*EXCERPT PROVIDED:*
Dr. Mike Duncan, Natural Sciences and Engineering Research Council of Canada (NSERC) Industrial Research Chair for Colleges (IRCC) in Precision Agriculture & Environmental Technologies.
Agriculture is reaping the benefits of big data
With a rising global population, there is a need to produce more food, more efficiently. What will the future farm look like? How much automation versus manpower will be present? How will farmers utilize new technology?
These are just some of the questions that Niagara College’s (NC) Mike Duncan will continue to answer for the next five years, thanks to a $1 million grant, from the federal government. The announcement was made today in Ottawa by Kirsty Duncan, Minister of Science, as part of $37.4 million in new funding for projects at colleges, institutes and CÉGEPs across Canada to support applied research and development activities with industry partners.
The NC grant is a renewal from the Natural Sciences and Engineering Research Council of Canada (NSERC), for the Industrial Research Chair for Colleges (IRCC) in Precision Agriculture & Environmental Technologies. Duncan, who has a PhD in Agricultural Physics, was awarded the first college-level Industrial Research Chair five years ago, through NSERC’s College and Community Innovation Program.
Duncan is recognized as a world leader in precision agriculture, which involves the analysis and processing of big data to give growers the tools to farm smarter. He is the principal researcher for precision agriculture work in the Agriculture & Environmental Technologies Innovation Centre at NC.

*TASKS TO PERFORM:*
- 1) List every question the article on agriculture and big data raises about the farms of the future.
- 2) Write the next part of the article on agriculture and big data, picking up after its final sentence.
You won't need the records that follow to do any of this.

*DATASET EXTRACT:*
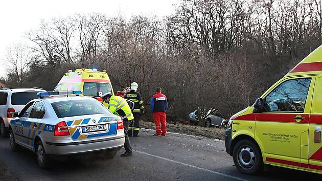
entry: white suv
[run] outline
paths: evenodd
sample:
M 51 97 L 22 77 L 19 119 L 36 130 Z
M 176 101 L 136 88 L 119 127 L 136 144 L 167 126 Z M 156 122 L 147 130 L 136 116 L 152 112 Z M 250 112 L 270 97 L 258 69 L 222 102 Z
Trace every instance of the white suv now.
M 8 137 L 13 112 L 20 112 L 29 101 L 38 98 L 37 93 L 45 91 L 37 87 L 0 89 L 0 136 Z

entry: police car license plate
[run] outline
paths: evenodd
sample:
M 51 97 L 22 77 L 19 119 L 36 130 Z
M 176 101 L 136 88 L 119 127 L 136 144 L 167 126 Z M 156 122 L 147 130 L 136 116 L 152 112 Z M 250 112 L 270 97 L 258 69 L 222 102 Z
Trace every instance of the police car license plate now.
M 106 125 L 100 124 L 99 125 L 83 126 L 82 127 L 82 129 L 83 130 L 83 132 L 106 131 Z

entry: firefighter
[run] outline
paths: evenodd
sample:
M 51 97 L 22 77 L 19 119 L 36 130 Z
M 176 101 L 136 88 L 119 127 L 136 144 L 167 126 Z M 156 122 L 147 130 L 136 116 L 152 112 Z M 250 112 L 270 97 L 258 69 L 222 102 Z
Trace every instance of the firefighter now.
M 125 142 L 124 142 L 125 152 L 121 154 L 121 156 L 132 155 L 133 154 L 132 148 L 127 133 L 129 125 L 134 119 L 130 106 L 125 99 L 120 96 L 112 95 L 110 92 L 103 95 L 102 98 L 103 101 L 108 103 L 108 109 L 113 114 L 116 114 L 117 112 L 122 117 L 123 121 L 124 134 L 125 134 Z
M 156 94 L 151 98 L 151 111 L 153 115 L 156 130 L 156 134 L 154 135 L 157 136 L 165 136 L 167 133 L 166 112 L 168 109 L 168 100 L 167 96 L 161 94 L 161 87 L 156 87 Z
M 137 83 L 134 82 L 131 84 L 131 90 L 125 94 L 125 98 L 134 103 L 134 109 L 132 111 L 134 116 L 134 123 L 132 122 L 129 127 L 129 135 L 133 137 L 138 137 L 140 130 L 140 118 L 144 113 L 143 101 L 137 90 Z

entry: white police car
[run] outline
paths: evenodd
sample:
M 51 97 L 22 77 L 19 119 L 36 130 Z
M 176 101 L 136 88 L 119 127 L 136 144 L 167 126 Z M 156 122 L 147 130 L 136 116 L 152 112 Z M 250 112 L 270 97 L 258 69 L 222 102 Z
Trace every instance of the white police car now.
M 12 151 L 22 146 L 37 153 L 41 168 L 50 165 L 53 155 L 106 150 L 114 157 L 124 144 L 121 118 L 94 99 L 71 94 L 81 92 L 38 93 L 40 98 L 29 102 L 10 121 Z

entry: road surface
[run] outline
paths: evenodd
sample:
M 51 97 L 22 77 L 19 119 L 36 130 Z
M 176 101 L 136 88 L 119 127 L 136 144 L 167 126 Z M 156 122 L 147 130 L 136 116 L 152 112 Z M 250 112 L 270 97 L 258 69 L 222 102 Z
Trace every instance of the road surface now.
M 36 155 L 27 150 L 13 152 L 8 139 L 0 138 L 0 162 L 22 180 L 297 180 L 322 175 L 269 167 L 257 175 L 240 173 L 222 141 L 178 134 L 153 136 L 141 129 L 131 138 L 134 150 L 130 157 L 113 159 L 81 157 L 56 163 L 50 170 L 38 167 Z M 1 179 L 1 178 L 0 178 Z

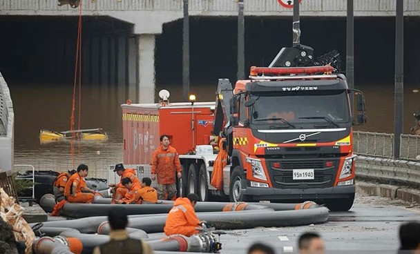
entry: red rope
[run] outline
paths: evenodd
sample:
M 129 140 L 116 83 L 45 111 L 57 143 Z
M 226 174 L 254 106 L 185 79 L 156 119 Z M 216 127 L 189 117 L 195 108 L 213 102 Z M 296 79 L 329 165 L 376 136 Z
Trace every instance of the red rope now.
M 79 12 L 79 30 L 80 31 L 80 54 L 79 54 L 79 123 L 78 130 L 80 130 L 80 120 L 82 115 L 82 1 L 80 1 Z M 77 157 L 80 162 L 80 139 L 77 140 Z M 74 168 L 74 167 L 73 167 Z
M 70 117 L 70 130 L 72 132 L 71 133 L 71 139 L 70 139 L 70 154 L 71 156 L 71 161 L 73 168 L 75 168 L 75 159 L 74 159 L 74 153 L 75 153 L 75 147 L 74 142 L 76 139 L 76 133 L 75 130 L 75 104 L 76 104 L 76 87 L 77 84 L 77 77 L 79 78 L 79 129 L 80 129 L 80 97 L 81 97 L 81 90 L 80 88 L 82 87 L 82 1 L 80 2 L 80 5 L 79 6 L 79 23 L 77 26 L 77 39 L 76 41 L 76 59 L 75 64 L 75 79 L 73 84 L 73 104 L 71 108 L 71 115 Z M 77 73 L 79 75 L 77 77 Z M 79 157 L 80 156 L 80 144 L 78 142 L 79 146 Z M 79 157 L 80 159 L 80 157 Z

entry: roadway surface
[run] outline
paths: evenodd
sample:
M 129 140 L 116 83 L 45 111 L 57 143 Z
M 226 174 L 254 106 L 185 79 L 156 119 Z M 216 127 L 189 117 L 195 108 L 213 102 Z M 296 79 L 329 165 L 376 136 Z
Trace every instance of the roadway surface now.
M 229 231 L 221 236 L 222 253 L 246 253 L 256 242 L 278 254 L 298 253 L 298 238 L 305 231 L 320 233 L 327 253 L 396 253 L 399 225 L 412 220 L 420 220 L 419 205 L 358 195 L 349 212 L 331 212 L 323 224 Z

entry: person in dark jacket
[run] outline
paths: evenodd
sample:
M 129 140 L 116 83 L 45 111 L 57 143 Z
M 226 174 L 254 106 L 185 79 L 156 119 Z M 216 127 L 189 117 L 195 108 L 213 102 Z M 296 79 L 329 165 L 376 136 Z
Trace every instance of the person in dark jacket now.
M 93 254 L 153 254 L 153 250 L 148 243 L 128 237 L 126 230 L 128 219 L 124 207 L 110 209 L 108 221 L 111 227 L 111 240 L 95 247 Z
M 420 223 L 408 222 L 399 227 L 400 253 L 420 253 Z

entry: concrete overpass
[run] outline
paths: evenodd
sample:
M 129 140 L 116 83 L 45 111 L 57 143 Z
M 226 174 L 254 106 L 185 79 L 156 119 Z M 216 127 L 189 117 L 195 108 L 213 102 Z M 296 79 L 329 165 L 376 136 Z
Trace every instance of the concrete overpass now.
M 277 0 L 245 0 L 245 16 L 278 17 L 292 15 L 292 9 L 282 7 Z M 115 19 L 131 24 L 131 28 L 130 36 L 120 35 L 109 39 L 86 35 L 84 41 L 88 49 L 86 52 L 88 55 L 88 64 L 92 68 L 85 73 L 93 76 L 89 79 L 100 80 L 102 77 L 104 80 L 115 80 L 117 84 L 136 84 L 140 88 L 138 101 L 153 102 L 155 35 L 162 33 L 164 23 L 182 18 L 182 1 L 83 0 L 82 3 L 84 17 Z M 320 18 L 345 17 L 346 8 L 347 0 L 303 0 L 300 14 Z M 405 16 L 420 16 L 419 0 L 405 0 L 404 8 Z M 190 0 L 189 12 L 190 15 L 197 17 L 236 17 L 237 1 Z M 57 17 L 78 14 L 78 9 L 73 9 L 68 5 L 58 6 L 57 0 L 0 0 L 0 16 Z M 395 0 L 354 0 L 354 15 L 394 16 Z M 64 50 L 73 48 L 73 46 L 69 47 L 68 42 L 59 41 L 59 43 L 65 44 L 58 47 Z M 66 49 L 66 47 L 69 48 Z M 99 66 L 95 67 L 93 63 L 104 61 Z M 113 77 L 108 73 L 113 73 Z M 103 77 L 104 75 L 108 76 Z
M 237 16 L 235 0 L 190 0 L 191 16 Z M 292 16 L 276 0 L 245 0 L 246 16 Z M 79 10 L 55 0 L 0 0 L 0 15 L 75 16 Z M 83 0 L 85 16 L 108 16 L 134 25 L 134 34 L 158 34 L 162 25 L 182 17 L 182 0 Z M 347 0 L 303 0 L 300 14 L 345 17 Z M 405 16 L 420 16 L 420 1 L 404 0 Z M 355 17 L 395 15 L 395 0 L 354 0 Z

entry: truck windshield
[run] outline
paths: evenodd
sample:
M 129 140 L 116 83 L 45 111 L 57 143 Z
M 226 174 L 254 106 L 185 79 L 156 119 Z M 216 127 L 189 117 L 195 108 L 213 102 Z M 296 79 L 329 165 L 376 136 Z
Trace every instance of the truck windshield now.
M 296 124 L 315 124 L 338 126 L 350 121 L 345 90 L 292 91 L 253 93 L 249 99 L 251 122 L 296 128 Z

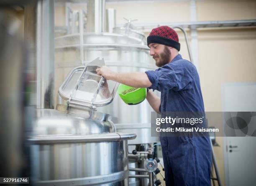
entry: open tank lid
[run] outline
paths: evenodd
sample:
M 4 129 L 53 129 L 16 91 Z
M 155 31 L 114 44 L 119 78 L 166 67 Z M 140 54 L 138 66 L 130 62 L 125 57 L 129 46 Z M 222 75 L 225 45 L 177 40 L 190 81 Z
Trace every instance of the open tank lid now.
M 70 106 L 96 110 L 110 103 L 118 85 L 97 74 L 96 69 L 105 65 L 103 59 L 97 58 L 86 66 L 76 67 L 68 74 L 59 89 L 59 93 Z

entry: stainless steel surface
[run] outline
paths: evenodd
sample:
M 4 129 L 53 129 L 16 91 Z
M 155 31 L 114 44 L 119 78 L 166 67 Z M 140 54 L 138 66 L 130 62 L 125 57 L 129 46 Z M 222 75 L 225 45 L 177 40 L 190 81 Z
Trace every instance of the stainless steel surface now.
M 128 185 L 127 140 L 136 135 L 115 132 L 108 115 L 97 112 L 36 112 L 29 138 L 36 185 Z
M 86 67 L 77 67 L 66 77 L 59 89 L 60 96 L 68 100 L 68 109 L 71 105 L 84 106 L 91 110 L 110 103 L 118 88 L 117 83 L 107 80 L 97 74 L 96 69 L 104 65 L 103 59 L 99 58 Z M 88 109 L 89 108 L 89 109 Z
M 54 107 L 54 1 L 36 1 L 25 7 L 25 39 L 28 41 L 36 90 L 33 104 L 38 108 Z M 33 68 L 33 67 L 32 67 Z
M 160 141 L 159 137 L 151 137 L 151 123 L 130 125 L 115 124 L 115 125 L 118 132 L 131 132 L 137 135 L 136 139 L 129 141 L 129 145 L 150 143 Z
M 185 36 L 185 40 L 186 41 L 186 43 L 187 44 L 187 51 L 188 51 L 189 55 L 189 59 L 190 59 L 190 61 L 191 62 L 191 63 L 194 64 L 193 58 L 192 58 L 192 53 L 191 53 L 190 47 L 189 47 L 189 43 L 188 41 L 188 38 L 187 37 L 187 32 L 184 29 L 184 28 L 179 26 L 172 26 L 172 28 L 179 28 L 179 30 L 182 31 L 184 34 L 184 36 Z
M 23 132 L 31 118 L 26 117 L 25 104 L 28 100 L 24 98 L 30 93 L 31 85 L 24 79 L 28 75 L 24 71 L 28 65 L 28 51 L 13 26 L 19 22 L 11 8 L 0 10 L 0 175 L 14 177 L 26 173 Z
M 36 144 L 51 144 L 54 143 L 82 143 L 109 142 L 134 139 L 135 134 L 97 134 L 87 135 L 41 135 L 28 138 L 29 141 Z
M 137 34 L 136 31 L 133 32 L 137 36 L 130 37 L 115 33 L 99 35 L 85 33 L 83 37 L 83 43 L 86 43 L 84 46 L 86 55 L 84 59 L 86 57 L 86 61 L 90 61 L 99 56 L 104 57 L 107 66 L 115 71 L 120 72 L 145 71 L 155 69 L 155 62 L 149 55 L 149 48 L 146 45 L 145 36 L 142 35 L 142 38 L 141 35 Z M 73 34 L 55 38 L 56 64 L 58 66 L 57 69 L 65 69 L 70 66 L 69 65 L 74 66 L 74 64 L 79 63 L 79 38 L 78 35 Z M 153 111 L 146 101 L 131 106 L 124 103 L 117 96 L 114 97 L 111 104 L 97 109 L 100 112 L 111 115 L 115 124 L 128 125 L 150 123 L 151 112 Z M 150 136 L 148 138 L 148 139 L 151 138 Z M 145 141 L 144 143 L 147 143 Z
M 34 123 L 32 135 L 71 135 L 115 132 L 115 128 L 108 115 L 97 113 L 90 117 L 86 115 L 65 113 L 51 109 L 37 109 L 37 119 Z M 101 115 L 101 120 L 99 117 Z

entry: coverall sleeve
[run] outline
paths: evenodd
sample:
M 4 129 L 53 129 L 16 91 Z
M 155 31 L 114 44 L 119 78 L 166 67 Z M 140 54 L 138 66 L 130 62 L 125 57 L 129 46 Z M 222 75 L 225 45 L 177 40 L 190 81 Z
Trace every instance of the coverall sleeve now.
M 172 89 L 176 91 L 191 89 L 194 79 L 194 69 L 187 61 L 176 61 L 156 70 L 146 71 L 152 85 L 149 89 L 162 91 Z

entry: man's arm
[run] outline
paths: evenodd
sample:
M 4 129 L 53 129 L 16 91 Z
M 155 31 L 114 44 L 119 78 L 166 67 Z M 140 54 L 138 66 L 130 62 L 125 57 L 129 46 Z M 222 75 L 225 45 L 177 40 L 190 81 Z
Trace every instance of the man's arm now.
M 161 104 L 161 99 L 151 90 L 149 90 L 147 93 L 146 98 L 148 103 L 154 110 L 158 114 L 161 114 L 159 108 Z
M 145 72 L 119 73 L 113 71 L 105 66 L 97 69 L 96 71 L 98 75 L 104 76 L 108 80 L 115 81 L 133 87 L 147 88 L 152 85 Z

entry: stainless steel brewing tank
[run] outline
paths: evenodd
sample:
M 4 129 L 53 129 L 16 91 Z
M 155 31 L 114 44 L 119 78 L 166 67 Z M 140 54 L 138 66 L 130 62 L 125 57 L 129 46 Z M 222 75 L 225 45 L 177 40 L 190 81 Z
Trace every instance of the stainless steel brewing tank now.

*RESULTS OF THE TASKS:*
- 1)
- What will the future farm look like?
- How much automation versus manpower will be present?
- How will farmers utilize new technology?

- 2)
The funding will allow Duncan and his team – comprised of computer programming and GIS students, researchers and recent graduates – to continue developing tools to support and leverage technologies for the modern Canadian farm business to prosper.
“The last five years have been assembling the data and the tools to learn as much as we can about precision ag, and, in doing so, carving out a niche in Canada,” said Duncan.
Included in this work is an expansion of NC’s Research Crop Portal and more research into wireless technology farming.
“We’re very excited to have this five-year mandate from NSERC to enable Mike and his team to broaden and formalize the work begun several years ago,” said Marc Nantel, NC’s associate vice-president, Research & Innovation.
Duncan is the architect and leader of the Research Crop Portal, an interactive web-tool for farmers and consultants to access precision agriculture technologies. The data sources include farming partners, and sensor tools and prototypes developed in-house. Expanding the crop portal will allow farmers and scientists alike not only more flexibility to visualize and verify their data, but to also have the capability to set and control their own algorithms.
In addition to collecting and incorporating the layers of data that track how much a crop can and does produce on an annual basis, Duncan’s team will add ‘timing’ into the equation. “The timing of rain, heat, humidity or bug swarms, for example, will be very important to the final result. We should be set to isolate the most effective factors influencing the growth of crops.”
Duncan’s ongoing work will also continue to assess and address the barriers to remotely operated farming. This has been started thanks to NSERC grant money last September for the College’s Agriculture & Environmental Technologies Innovation Centre to build and install six micrometeorological/weather measurement stations in fields, orchards and vineyards in southern Ontario.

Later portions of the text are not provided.